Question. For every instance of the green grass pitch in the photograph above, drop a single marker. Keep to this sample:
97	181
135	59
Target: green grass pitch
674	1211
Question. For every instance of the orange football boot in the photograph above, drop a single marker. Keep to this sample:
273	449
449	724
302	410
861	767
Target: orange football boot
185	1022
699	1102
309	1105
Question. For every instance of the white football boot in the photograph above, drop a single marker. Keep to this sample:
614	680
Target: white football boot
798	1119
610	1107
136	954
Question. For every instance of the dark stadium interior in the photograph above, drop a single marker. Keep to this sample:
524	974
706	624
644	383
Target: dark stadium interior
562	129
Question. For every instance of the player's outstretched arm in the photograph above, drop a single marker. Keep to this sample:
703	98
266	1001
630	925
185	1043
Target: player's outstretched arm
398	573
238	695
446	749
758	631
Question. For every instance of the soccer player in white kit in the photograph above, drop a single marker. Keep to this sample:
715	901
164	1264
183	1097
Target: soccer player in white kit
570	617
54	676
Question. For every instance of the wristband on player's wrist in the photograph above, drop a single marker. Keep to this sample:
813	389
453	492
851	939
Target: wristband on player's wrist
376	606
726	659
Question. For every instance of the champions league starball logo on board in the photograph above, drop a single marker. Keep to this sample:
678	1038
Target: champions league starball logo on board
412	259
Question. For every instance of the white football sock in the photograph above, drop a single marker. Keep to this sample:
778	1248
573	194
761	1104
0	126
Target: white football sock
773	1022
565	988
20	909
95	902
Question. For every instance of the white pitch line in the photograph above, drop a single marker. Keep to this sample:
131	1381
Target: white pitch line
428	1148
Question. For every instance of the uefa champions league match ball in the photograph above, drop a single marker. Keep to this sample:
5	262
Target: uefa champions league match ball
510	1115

+===+

__THE EXERCISE__
Rescale the stretch from the line containing "Question. For every instance of the white pitch" through the end of the material, reproducing every line of it. Multiply each answer marker coordinate by 0.4 and round to a whole number (halves round up), leaving all other lines and numbers unchanged.

__THE RESPONSE__
Question. For every instance of the white pitch line in the photograph above, drop a single marker. Keep to this sample:
131	1381
Target: white pitch line
171	459
Question. For every instance of the uefa champions league match ball in the photograph above, drop a single marker. Keep to this sample:
5	262
Target: uefa champions league match ball
204	446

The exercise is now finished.